**Задания:**
A. Перечислите все насмешки над попытками Толстого превратиться в крестьянина, которые приводятся в отрывке о Хемингуэе.
B. Ответьте по отрывку о Хемингуэе на три вопроса, каждый с новой строки и с той же пометкой:
(i) Какой назвал храбрость Хемингуэя летчик, которого тот сопровождал в боевой вылет?
(ii) Что Хемингуэй мог выплеснуть в лицо слишком настойчивому журналисту?
(iii) Какие две вещи в отрывке названы несовместными?
C. Перепишите из отрывка о Хемингуэе без единого изменения фрагмент от слов «А пишущий эти» до слов «две вещи несовместные.» включительно.

**Фрагмент страницы:**
______
А пишущий эти строки, случайно включив телевизор, узнал, что летчик, которого Хемингуэй сопровождал в боевой вылет, назвал храбрость Хемингуэя картонной, и к тому же Хемингуэй развелся с Мартой Гельхорн из-за того, что завидовал ее славе…
Великий писатель оставляет векам не только свои произведения, но и свой образ. И бывает очень неосторожно с его стороны привлекать слишком много внимания не к плодам своего воображения, а к своей персоне из плоти и крови. Конечно, Хемингуэй это делал не сознательно (мог выплеснуть виски в лицо слишком настойчивому журналисту). Но его образ жизни вечного искателя приключений, неизбежно порождающий сенсации вплоть до ложных сообщений о его гибели, превращал его в фигуру не просто гиперпопулярную, но буквально попсовую.
Однако красивое бессмертие и попса — две вещи несовместные.
Писатель и вообще никогда не может быть равен своему герою, как реальность никогда не может сравниться с искусством, которое долго формирует и шлифует свои произведения, прежде чем выставить их на суд. Но если писатель все-таки попытается сравняться со своими возвышенными персонажами, расплата будет жестокой. Ибо воображаемому персонажу простят претензии на совершенство, а реальному человеку не простят. И чем ближе к совершенству он подойдет, тем более беспощадно ему укажут на неполноту этого совершенства. Да еще и вдесятеро приврут.
Уж сколько смеялись над попытками Толстого превратиться в крестьянина — «пахать подано», соха с рябчиками, босоногий пиар, — но Хемингуэй претендовал на куда более ценный приз — на героизм, а потому и помоев на его голову было излито больше, чем на всех писателей вместе взятых. Даже в свидетельствах не злобных, но лишь недоброжелательных Папа часто предстает не только жалким, но и смешным. Ибо в сравнении с его идеалами и, пожалуй, даже претензиями смешон был бы всякий реальный человек.
______
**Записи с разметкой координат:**
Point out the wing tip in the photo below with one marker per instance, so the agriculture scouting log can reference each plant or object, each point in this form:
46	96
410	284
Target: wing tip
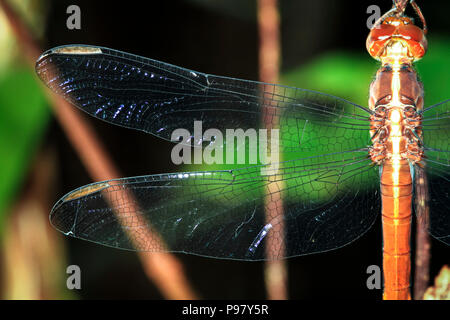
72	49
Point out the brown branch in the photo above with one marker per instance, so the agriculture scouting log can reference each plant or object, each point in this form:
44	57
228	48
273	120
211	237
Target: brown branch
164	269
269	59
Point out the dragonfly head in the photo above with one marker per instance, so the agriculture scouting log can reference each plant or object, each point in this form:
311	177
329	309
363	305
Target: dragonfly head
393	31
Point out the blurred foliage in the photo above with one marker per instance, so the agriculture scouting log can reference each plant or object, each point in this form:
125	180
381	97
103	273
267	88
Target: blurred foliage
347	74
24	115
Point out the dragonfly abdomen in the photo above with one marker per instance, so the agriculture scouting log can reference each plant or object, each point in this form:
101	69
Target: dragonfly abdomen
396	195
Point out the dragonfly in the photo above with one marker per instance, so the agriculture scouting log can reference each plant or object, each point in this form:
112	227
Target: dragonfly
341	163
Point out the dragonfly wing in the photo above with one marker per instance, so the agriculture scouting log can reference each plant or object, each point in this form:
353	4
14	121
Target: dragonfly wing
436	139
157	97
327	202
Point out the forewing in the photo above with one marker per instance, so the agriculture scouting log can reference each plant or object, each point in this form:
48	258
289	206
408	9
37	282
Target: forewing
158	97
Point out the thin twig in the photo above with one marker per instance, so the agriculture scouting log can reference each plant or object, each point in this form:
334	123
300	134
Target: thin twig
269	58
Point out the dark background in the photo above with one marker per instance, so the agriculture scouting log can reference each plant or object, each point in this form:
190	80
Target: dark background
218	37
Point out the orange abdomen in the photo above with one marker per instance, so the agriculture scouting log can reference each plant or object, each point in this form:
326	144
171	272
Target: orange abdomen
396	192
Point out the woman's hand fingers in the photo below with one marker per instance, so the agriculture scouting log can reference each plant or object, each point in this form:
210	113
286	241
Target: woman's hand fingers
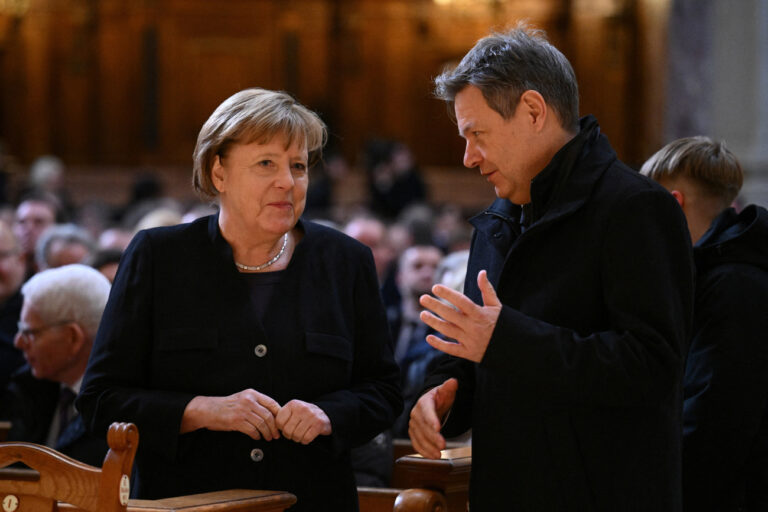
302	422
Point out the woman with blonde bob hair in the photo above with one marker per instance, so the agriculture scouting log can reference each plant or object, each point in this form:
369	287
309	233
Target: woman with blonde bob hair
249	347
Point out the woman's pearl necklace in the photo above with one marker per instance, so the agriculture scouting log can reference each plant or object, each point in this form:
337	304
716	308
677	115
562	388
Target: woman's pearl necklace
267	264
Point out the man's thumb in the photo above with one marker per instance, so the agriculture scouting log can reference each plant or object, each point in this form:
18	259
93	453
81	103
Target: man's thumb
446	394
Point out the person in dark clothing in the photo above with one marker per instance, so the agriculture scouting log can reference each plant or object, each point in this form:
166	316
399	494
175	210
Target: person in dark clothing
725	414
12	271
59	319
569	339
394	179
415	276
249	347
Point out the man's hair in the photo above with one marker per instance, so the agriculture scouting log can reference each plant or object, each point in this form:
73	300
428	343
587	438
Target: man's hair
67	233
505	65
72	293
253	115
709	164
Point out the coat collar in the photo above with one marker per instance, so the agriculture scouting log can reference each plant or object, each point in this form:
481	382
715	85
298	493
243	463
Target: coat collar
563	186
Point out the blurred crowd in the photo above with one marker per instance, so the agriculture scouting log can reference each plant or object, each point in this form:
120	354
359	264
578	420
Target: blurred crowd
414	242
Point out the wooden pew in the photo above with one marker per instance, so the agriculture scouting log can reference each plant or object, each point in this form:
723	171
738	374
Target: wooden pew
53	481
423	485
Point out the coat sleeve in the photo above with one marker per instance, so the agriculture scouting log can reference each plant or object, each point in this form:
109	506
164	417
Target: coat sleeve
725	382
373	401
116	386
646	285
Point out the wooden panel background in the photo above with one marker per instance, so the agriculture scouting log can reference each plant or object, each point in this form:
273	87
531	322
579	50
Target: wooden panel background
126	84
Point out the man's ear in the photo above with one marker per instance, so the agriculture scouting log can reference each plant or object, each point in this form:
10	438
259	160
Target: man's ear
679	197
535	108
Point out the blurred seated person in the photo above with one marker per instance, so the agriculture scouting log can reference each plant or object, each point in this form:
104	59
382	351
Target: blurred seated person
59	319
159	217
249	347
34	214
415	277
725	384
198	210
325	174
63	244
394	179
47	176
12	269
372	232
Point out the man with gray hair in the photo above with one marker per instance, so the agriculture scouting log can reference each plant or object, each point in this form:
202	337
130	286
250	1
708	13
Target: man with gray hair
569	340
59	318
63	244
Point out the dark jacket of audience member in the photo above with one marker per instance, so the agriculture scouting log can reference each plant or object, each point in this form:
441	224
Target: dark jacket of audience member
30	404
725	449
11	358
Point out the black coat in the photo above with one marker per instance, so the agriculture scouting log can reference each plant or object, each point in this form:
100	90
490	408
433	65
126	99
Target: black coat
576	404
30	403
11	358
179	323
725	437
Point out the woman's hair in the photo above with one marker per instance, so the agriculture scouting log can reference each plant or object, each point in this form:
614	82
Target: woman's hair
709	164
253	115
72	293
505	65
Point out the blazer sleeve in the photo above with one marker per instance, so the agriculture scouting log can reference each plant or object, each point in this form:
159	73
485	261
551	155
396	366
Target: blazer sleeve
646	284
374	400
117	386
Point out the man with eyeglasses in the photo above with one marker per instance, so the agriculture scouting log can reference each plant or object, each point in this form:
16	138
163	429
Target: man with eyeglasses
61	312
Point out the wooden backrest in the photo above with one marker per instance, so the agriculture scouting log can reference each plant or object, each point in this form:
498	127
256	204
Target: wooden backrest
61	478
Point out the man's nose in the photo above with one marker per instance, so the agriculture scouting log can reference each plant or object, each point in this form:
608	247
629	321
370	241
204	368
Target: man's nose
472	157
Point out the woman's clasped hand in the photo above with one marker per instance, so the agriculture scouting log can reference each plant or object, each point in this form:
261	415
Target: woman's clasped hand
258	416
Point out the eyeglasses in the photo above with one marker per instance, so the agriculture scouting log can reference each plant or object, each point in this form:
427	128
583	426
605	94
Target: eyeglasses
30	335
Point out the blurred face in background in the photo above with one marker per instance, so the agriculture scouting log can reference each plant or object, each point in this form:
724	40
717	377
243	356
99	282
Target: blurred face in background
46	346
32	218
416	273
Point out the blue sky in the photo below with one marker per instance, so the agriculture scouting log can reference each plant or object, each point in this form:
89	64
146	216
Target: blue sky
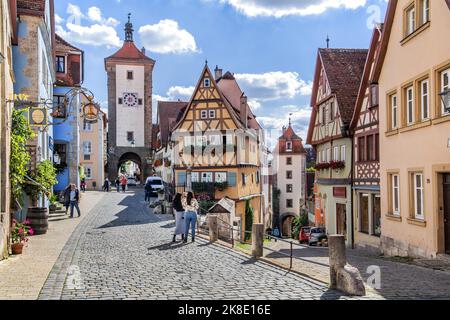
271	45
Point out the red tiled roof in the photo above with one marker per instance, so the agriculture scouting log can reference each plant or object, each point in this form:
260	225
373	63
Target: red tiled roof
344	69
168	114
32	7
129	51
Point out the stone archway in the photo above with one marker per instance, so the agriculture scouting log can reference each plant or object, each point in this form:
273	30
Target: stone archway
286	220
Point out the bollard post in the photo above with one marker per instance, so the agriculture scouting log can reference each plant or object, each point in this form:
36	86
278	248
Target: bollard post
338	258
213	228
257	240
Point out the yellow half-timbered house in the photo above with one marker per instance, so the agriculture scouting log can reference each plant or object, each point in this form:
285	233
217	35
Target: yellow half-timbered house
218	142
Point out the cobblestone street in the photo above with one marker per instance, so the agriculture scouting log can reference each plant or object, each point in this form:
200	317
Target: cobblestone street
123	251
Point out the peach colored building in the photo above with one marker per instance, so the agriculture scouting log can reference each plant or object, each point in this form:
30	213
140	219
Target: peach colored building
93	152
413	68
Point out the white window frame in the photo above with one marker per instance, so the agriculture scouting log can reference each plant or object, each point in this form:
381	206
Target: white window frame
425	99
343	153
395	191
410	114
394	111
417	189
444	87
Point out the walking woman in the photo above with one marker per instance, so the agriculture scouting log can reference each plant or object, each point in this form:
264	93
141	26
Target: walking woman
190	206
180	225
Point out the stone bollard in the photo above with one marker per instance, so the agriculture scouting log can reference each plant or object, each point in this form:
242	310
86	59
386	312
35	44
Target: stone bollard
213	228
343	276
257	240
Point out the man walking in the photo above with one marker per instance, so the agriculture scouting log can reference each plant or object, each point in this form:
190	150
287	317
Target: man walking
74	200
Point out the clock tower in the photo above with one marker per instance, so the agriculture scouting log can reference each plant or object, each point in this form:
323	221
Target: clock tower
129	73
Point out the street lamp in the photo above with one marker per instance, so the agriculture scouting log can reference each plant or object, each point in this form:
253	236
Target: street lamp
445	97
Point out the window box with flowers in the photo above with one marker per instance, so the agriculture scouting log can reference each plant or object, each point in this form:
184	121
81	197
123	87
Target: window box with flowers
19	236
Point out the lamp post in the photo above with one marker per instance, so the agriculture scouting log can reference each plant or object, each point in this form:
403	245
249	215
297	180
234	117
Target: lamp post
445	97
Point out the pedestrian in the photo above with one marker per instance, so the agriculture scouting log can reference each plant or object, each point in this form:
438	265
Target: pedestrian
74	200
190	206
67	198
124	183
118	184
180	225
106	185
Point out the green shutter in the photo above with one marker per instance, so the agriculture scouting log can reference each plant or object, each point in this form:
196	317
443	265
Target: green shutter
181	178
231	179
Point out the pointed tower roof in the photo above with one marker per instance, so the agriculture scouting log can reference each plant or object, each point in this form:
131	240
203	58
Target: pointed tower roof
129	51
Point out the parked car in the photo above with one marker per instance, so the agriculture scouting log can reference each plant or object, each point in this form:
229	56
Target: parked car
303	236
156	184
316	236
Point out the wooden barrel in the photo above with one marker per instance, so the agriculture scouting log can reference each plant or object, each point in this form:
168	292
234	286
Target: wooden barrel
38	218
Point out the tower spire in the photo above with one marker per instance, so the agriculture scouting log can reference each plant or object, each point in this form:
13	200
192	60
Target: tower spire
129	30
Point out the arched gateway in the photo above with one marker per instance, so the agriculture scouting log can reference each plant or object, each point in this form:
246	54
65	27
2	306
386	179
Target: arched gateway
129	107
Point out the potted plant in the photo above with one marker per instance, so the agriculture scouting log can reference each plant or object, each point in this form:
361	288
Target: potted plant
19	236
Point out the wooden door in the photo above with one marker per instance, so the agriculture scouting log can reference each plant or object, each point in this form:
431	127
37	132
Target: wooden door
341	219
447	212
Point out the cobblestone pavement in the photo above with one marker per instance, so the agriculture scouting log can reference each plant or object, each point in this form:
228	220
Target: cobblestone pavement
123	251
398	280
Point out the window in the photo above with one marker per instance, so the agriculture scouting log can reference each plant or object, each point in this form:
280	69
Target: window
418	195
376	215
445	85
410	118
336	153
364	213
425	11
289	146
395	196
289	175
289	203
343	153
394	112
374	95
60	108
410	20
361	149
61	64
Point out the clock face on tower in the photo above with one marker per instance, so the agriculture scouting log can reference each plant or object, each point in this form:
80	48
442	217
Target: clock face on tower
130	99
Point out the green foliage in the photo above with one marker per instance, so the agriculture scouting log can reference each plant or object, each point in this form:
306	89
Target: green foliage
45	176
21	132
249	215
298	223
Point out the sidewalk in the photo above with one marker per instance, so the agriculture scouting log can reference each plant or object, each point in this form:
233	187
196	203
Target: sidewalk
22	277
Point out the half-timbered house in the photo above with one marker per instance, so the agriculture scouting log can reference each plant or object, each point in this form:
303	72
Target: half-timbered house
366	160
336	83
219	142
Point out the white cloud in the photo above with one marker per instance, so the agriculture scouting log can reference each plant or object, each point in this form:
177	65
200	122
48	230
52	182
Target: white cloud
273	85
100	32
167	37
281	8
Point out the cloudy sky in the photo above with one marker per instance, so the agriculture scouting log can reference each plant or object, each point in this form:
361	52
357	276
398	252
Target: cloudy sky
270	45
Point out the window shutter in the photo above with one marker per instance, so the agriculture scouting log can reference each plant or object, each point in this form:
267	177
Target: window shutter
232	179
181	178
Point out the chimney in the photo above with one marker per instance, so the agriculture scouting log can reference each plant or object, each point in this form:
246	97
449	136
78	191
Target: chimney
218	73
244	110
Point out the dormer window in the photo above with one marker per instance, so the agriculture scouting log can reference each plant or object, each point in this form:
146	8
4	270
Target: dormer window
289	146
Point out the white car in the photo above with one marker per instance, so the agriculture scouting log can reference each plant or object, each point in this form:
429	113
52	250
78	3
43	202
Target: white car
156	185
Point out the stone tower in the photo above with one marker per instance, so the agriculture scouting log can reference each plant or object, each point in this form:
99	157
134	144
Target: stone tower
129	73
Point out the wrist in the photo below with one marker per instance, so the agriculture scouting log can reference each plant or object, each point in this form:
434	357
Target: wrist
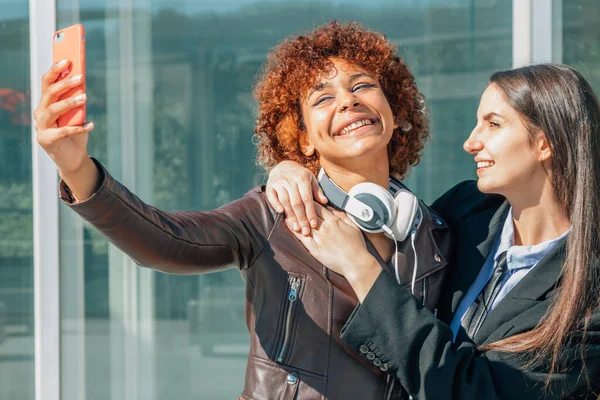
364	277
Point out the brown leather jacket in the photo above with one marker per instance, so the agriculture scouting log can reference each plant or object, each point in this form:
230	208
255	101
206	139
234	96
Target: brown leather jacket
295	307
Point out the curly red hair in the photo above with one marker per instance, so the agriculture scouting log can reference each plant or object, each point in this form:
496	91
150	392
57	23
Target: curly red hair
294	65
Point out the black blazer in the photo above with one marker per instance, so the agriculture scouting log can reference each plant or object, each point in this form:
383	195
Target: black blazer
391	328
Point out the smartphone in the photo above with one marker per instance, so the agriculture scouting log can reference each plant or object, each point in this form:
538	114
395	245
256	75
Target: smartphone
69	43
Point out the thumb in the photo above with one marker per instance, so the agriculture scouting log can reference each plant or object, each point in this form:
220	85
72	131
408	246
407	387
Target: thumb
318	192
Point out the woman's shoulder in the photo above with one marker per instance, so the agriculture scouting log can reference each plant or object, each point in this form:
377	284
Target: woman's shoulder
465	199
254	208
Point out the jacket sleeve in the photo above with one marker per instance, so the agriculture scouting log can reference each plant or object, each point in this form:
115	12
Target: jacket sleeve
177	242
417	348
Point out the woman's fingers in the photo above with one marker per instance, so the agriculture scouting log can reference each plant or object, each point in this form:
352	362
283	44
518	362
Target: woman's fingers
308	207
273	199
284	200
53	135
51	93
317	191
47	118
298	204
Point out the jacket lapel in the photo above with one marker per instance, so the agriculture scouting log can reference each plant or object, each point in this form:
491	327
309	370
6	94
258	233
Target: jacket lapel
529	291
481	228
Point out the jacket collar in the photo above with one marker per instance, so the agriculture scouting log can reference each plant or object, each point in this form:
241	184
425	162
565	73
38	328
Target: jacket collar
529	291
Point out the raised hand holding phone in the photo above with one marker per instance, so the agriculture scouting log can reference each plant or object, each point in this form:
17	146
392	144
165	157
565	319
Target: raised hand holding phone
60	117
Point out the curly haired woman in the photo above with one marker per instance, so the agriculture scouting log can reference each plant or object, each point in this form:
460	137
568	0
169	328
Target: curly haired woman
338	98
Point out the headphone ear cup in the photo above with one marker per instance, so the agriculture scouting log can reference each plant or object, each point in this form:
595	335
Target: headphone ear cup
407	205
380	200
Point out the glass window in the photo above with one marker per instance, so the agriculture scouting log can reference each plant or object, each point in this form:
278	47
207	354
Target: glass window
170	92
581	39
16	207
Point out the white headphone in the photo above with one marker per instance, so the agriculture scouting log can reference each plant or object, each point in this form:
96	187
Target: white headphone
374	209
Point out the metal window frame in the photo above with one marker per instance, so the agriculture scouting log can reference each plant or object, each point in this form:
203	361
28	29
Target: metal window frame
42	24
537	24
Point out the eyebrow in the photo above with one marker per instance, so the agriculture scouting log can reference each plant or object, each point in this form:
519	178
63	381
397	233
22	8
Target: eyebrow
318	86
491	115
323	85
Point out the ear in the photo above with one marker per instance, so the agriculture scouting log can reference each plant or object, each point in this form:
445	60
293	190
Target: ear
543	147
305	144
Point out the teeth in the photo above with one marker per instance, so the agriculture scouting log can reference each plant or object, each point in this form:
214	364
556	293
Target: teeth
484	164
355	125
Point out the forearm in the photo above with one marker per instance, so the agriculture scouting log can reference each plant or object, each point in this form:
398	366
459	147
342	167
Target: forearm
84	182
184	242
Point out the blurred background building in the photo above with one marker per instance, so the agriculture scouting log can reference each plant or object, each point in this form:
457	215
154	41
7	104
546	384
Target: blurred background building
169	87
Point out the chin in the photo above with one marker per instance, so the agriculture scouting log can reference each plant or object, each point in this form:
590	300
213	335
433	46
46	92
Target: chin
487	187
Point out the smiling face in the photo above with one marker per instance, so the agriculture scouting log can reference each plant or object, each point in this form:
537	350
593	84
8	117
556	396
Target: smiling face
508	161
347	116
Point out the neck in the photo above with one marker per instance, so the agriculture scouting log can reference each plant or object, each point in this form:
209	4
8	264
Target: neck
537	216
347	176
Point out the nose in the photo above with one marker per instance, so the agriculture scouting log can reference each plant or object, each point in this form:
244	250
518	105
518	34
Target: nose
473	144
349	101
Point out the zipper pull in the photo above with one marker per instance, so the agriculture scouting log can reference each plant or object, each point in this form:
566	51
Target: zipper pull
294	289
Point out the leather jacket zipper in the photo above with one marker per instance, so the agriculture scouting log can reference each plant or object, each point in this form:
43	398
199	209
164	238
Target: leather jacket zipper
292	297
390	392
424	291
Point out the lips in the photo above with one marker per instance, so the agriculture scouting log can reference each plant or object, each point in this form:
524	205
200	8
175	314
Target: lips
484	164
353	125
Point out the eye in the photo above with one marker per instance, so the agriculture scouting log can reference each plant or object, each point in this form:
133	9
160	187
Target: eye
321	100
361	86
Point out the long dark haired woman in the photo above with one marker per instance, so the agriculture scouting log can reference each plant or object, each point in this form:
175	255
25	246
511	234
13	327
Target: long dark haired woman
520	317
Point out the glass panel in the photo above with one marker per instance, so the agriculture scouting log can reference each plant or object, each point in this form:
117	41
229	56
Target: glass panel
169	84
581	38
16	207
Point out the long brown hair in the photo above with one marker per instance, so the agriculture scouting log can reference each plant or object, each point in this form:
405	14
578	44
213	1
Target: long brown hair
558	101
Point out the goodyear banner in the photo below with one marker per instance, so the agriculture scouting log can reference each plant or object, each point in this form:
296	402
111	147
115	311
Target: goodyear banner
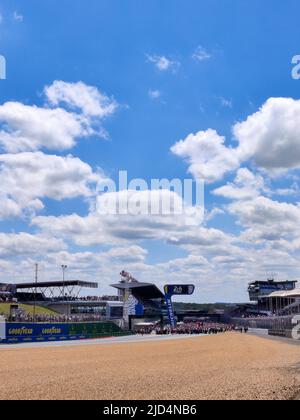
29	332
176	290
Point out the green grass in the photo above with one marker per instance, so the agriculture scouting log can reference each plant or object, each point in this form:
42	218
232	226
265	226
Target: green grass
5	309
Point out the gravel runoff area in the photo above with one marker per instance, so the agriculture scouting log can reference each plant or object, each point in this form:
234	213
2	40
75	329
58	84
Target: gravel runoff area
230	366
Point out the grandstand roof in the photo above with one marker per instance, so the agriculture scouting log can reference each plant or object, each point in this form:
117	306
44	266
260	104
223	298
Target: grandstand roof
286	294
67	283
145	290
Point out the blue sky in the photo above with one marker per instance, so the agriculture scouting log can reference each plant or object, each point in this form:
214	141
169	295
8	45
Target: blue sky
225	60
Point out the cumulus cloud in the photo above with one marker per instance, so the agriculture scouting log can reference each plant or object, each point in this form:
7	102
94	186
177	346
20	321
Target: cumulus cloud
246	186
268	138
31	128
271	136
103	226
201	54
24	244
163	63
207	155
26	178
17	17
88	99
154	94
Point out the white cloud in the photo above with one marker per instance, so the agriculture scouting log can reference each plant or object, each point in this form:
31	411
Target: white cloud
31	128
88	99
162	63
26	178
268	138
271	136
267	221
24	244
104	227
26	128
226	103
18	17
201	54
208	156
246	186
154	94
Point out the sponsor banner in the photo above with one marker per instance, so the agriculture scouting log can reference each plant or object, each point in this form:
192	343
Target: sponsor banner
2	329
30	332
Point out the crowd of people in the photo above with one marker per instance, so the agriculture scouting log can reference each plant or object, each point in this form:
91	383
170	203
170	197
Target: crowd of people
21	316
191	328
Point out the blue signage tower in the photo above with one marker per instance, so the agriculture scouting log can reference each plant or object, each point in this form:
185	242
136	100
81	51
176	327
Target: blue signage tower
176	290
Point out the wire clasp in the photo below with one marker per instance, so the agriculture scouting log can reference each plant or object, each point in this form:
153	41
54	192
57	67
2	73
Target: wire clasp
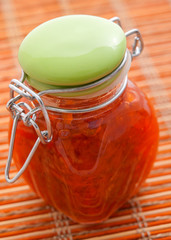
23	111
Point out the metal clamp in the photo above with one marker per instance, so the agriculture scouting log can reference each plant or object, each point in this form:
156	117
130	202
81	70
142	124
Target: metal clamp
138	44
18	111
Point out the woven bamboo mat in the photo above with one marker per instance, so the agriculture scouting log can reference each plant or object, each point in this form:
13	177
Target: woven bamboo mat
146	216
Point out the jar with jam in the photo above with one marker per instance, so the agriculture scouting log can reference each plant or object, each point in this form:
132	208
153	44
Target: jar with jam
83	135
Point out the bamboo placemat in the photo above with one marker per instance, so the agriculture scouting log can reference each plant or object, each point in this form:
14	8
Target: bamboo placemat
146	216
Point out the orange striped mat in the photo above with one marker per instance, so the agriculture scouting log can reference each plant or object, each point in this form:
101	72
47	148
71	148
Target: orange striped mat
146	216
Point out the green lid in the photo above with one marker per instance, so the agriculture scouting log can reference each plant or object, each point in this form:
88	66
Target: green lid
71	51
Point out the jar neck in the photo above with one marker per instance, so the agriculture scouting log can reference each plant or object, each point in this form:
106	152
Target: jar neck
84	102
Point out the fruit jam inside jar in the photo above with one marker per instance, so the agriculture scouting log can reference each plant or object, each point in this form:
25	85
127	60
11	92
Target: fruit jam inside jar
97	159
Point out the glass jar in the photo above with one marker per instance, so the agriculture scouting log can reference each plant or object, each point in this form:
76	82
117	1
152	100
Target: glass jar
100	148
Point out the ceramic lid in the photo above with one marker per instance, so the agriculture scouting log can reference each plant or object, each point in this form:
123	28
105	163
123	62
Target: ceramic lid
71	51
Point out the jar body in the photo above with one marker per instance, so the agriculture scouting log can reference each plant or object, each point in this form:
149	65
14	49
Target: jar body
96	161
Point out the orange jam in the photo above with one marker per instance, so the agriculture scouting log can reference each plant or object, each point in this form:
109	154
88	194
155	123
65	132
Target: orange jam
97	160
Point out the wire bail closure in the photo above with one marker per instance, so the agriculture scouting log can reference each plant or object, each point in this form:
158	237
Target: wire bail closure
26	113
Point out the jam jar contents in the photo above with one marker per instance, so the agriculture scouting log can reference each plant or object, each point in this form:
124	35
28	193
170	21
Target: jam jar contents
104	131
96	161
______
**Ожидаемые ответы:**
A.
«пахать подано»
соха с рябчиками
босоногий пиар

B.
(i) Картонной.
(ii) Виски.
(iii) Красивое бессмертие и попса.

C.
А пишущий эти строки, случайно включив телевизор, узнал, что летчик, которого Хемингуэй сопровождал в боевой вылет, назвал храбрость Хемингуэя картонной, и к тому же Хемингуэй развелся с Мартой Гельхорн из-за того, что завидовал ее славе…
Великий писатель оставляет векам не только свои произведения, но и свой образ. И бывает очень неосторожно с его стороны привлекать слишком много внимания не к плодам своего воображения, а к своей персоне из плоти и крови. Конечно, Хемингуэй это делал не сознательно (мог выплеснуть виски в лицо слишком настойчивому журналисту). Но его образ жизни вечного искателя приключений, неизбежно порождающий сенсации вплоть до ложных сообщений о его гибели, превращал его в фигуру не просто гиперпопулярную, но буквально попсовую.
Однако красивое бессмертие и попса — две вещи несовместные.